-- BEGIN Excerpted data --
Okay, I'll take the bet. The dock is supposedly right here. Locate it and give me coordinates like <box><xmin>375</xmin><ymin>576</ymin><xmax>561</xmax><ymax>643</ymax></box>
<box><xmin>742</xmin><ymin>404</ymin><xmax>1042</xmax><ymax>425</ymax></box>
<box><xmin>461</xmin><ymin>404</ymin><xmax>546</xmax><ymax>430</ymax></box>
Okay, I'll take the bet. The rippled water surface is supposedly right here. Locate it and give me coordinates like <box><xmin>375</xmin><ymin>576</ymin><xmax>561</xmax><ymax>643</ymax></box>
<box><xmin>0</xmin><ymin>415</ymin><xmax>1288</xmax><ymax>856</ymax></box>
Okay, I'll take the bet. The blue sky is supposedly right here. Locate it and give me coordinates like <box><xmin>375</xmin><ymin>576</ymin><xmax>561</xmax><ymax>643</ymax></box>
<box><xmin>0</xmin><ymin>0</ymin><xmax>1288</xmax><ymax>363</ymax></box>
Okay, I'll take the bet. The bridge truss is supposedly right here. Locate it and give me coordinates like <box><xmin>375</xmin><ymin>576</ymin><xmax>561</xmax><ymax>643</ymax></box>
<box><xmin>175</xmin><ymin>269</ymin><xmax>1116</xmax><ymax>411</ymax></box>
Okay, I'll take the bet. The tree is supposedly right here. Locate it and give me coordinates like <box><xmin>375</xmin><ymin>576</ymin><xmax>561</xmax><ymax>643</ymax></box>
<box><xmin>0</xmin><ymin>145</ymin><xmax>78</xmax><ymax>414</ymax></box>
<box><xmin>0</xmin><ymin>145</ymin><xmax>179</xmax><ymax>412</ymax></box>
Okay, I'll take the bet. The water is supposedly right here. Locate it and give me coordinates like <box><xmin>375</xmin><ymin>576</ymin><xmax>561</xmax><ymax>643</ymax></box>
-- END Excerpted data --
* _Task objective_:
Can you render every line of the records above as a JSON list of strings, with one string per line and blank lines skipped?

* _Exercise solution_:
[
  "Okay, I'll take the bet. The dock is supposedly right here. Locate it and give me coordinates like <box><xmin>375</xmin><ymin>576</ymin><xmax>561</xmax><ymax>643</ymax></box>",
  "<box><xmin>742</xmin><ymin>404</ymin><xmax>1042</xmax><ymax>425</ymax></box>",
  "<box><xmin>461</xmin><ymin>404</ymin><xmax>546</xmax><ymax>430</ymax></box>",
  "Okay, I'll take the bet. The rippled water surface is supposedly right here. Locate it and give me coordinates like <box><xmin>375</xmin><ymin>576</ymin><xmax>561</xmax><ymax>643</ymax></box>",
  "<box><xmin>0</xmin><ymin>415</ymin><xmax>1288</xmax><ymax>856</ymax></box>",
  "Okay, I'll take the bet. The blue sky is supposedly right here. Locate it and give me coordinates like <box><xmin>375</xmin><ymin>576</ymin><xmax>561</xmax><ymax>643</ymax></box>",
  "<box><xmin>0</xmin><ymin>0</ymin><xmax>1288</xmax><ymax>363</ymax></box>",
  "Okay, I'll take the bet. The bridge truss is supposedly right here. Locate it and give me coordinates like <box><xmin>375</xmin><ymin>576</ymin><xmax>561</xmax><ymax>643</ymax></box>",
  "<box><xmin>175</xmin><ymin>269</ymin><xmax>1116</xmax><ymax>411</ymax></box>",
  "Okay, I'll take the bet. The tree is supposedly right here. Locate it and give me coordinates like <box><xmin>375</xmin><ymin>576</ymin><xmax>561</xmax><ymax>643</ymax></box>",
  "<box><xmin>0</xmin><ymin>145</ymin><xmax>78</xmax><ymax>414</ymax></box>",
  "<box><xmin>0</xmin><ymin>145</ymin><xmax>179</xmax><ymax>412</ymax></box>",
  "Okay, I'll take the bet. The water is supposedly right here. Locate it and give me coordinates like <box><xmin>375</xmin><ymin>576</ymin><xmax>561</xmax><ymax>643</ymax></box>"
]